[begin RECORDS PROVIDED]

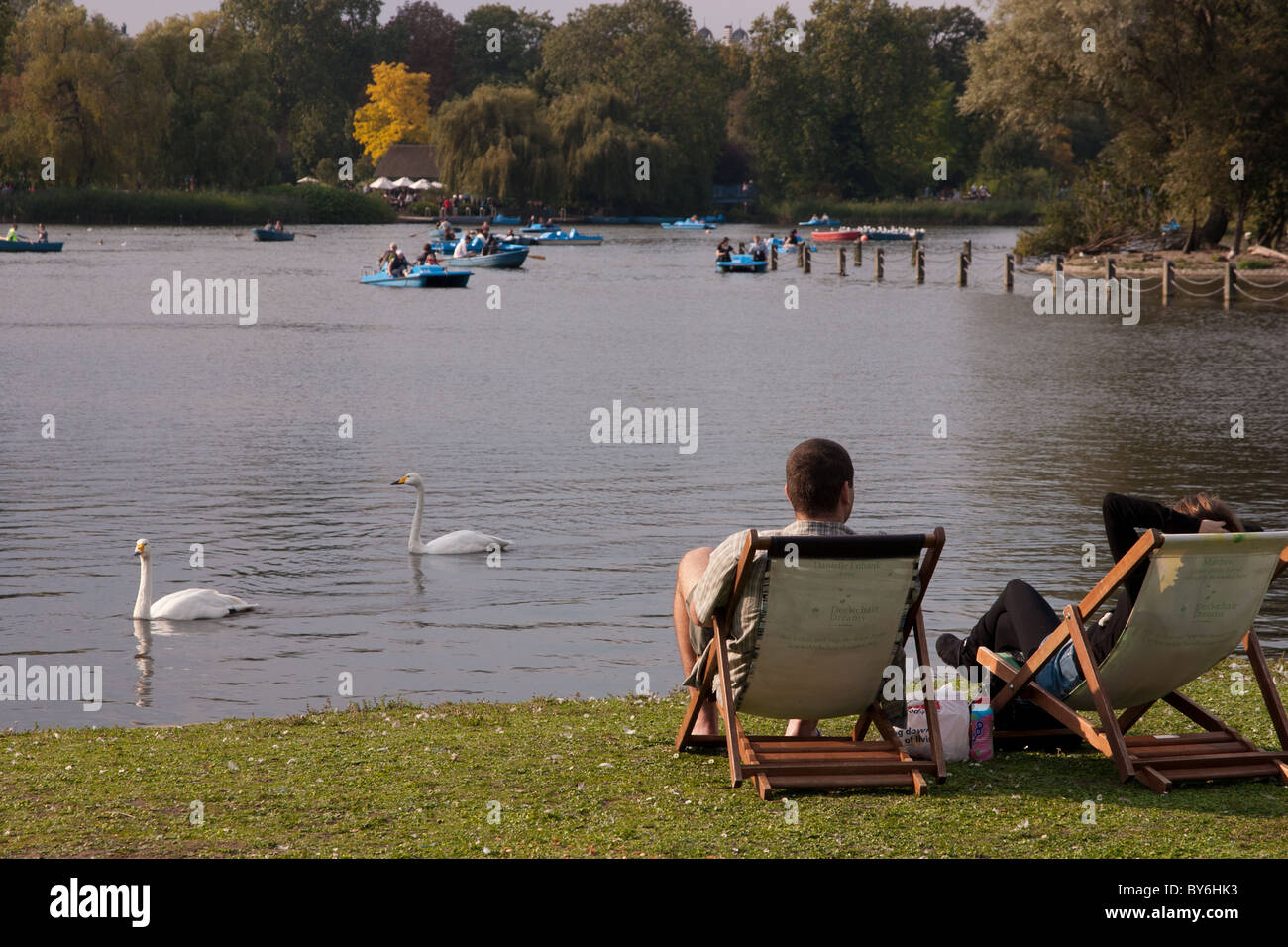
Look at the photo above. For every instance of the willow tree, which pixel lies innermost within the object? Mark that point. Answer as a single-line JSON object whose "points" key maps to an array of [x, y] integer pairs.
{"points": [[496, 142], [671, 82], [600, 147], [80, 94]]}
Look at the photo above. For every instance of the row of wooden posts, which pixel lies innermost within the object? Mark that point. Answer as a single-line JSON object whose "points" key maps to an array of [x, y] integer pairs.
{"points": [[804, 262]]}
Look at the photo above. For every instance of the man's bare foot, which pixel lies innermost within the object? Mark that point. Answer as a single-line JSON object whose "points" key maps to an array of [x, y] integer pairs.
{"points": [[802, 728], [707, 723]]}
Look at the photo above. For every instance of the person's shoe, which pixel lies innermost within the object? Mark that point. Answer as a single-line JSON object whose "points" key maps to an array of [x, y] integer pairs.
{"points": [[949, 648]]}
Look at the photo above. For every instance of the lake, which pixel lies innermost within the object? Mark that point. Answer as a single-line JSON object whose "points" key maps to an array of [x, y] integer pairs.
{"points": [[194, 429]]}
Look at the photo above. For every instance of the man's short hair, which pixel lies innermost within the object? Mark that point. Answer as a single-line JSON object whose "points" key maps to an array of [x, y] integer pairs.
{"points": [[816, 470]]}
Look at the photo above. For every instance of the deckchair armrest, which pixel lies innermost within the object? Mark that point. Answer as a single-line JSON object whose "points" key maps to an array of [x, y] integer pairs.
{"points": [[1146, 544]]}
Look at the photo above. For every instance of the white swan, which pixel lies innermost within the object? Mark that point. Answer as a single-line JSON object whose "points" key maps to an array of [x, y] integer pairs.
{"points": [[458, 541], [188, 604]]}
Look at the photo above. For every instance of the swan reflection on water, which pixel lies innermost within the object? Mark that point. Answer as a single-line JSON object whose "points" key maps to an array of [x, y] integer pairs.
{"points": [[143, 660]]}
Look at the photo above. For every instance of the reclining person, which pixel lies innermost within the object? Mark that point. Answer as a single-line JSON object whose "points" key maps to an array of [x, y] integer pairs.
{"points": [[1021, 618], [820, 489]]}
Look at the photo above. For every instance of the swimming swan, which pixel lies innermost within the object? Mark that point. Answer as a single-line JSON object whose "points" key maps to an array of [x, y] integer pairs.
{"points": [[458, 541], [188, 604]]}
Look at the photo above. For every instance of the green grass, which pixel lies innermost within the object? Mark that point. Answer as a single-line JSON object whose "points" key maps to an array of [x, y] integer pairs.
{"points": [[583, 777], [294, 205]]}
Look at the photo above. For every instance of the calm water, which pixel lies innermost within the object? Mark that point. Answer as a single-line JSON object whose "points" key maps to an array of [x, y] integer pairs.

[end RECORDS PROVIDED]

WHAT YOU SHOULD DO: Put every line of the entries above into a Markdown table with the columns Row and Text, numbering the rows and skipping blank lines. Leave the pictures out.

RIGHT ANSWER:
| Row | Text |
|---|---|
| 1 | Look at the photo above. For every instance of the willow tree, which pixel lies innermost within the object? Mark that point. Answer as a single-line JSON object whose "points" key maps to an array of [x, y] integer pairs. |
| 2 | {"points": [[496, 142], [671, 82], [600, 147], [80, 94]]} |
| 3 | Look at the photo above. For every instance of the row of wooden posts, which pixel lies innermost within the object? Mark that point. Answer as a single-line JSON object whose "points" key maps to an array of [x, y] integer pairs. |
| 4 | {"points": [[804, 262]]} |
| 5 | Look at the photo above. For every instance of the man's bare foot, which pixel lies innermost within the object? Mark that point. Answer as a single-line JSON object whose "points" key maps to an array of [x, y] integer pairs. |
| 6 | {"points": [[802, 728], [707, 723]]} |
| 7 | Look at the photo above. For every instance of the person's shoe, which pixel lies innermost within the object? Mark that point. Answer as a single-line JSON object whose "points" key maps to an array of [x, y] integer pairs. |
| 8 | {"points": [[949, 648]]} |
| 9 | Look at the photo above. For every instance of the lake, which pixel lies innermost within the object? Mark that point. Answer as a single-line JSON object whose "points" key maps to an array of [x, y] integer pairs. |
| 10 | {"points": [[194, 429]]} |
| 11 | Look at the photo above. For every instance of the man's short hair, which pixel lies innermost within the object? Mark that point. Answer as a single-line JSON object whose "points" key maps to an array of [x, y] integer pairs. |
| 12 | {"points": [[816, 470]]} |
| 13 | Look at the photo above. For every instance of the deckchair armrest, which pixel lies innermost within the object? Mark that point. Answer as a single-line JSON object whose "points" key maps to an array of [x, y] integer pairs. |
| 14 | {"points": [[1146, 544]]} |
| 15 | Look at the photo above. For every instance of the white swan, which pixel lies innermost within the object? Mark that point. Answer as a single-line JSON object whose "points" key maps to an array of [x, y] integer pairs. |
| 16 | {"points": [[458, 541], [188, 604]]} |
| 17 | Look at the photo above. For every instance of the swan reflection on water, which pixel lies innermost within the object? Mark that point. Answer as a single-line JSON object whose "points" key maps to an array of [x, y] integer pairs. |
| 18 | {"points": [[143, 660]]} |
| 19 | Look at the photo above. For every instance of the reclining person, which pixel lies innermost within the object? Mark that point. Answer as a single-line JSON object whose "points" key maps to an array of [x, y] integer pairs. |
| 20 | {"points": [[1021, 618], [820, 489]]} |
| 21 | Look at the photo above. For every instance of the swimming swan, which pixel lies innermost within the object? Mark that point. Answer as a single-line JSON object whose "points" key maps to an array of [x, y] integer pairs. |
| 22 | {"points": [[458, 541], [188, 604]]} |
| 23 | Look at the photo above. For every instance of the green grass, which pixel lies innermost within the object? Mark that point. Answer as a single-line JSON object whose "points" key maps to an array of [x, y] integer pairs. |
| 24 | {"points": [[583, 777], [294, 205]]} |
| 25 | Look at the photo above. For every instance of the calm water, which pixel lies innermost within the object? Mark that point. Answer as a single-line JSON object whose "points" key maps to an array of [x, y] integer pairs. |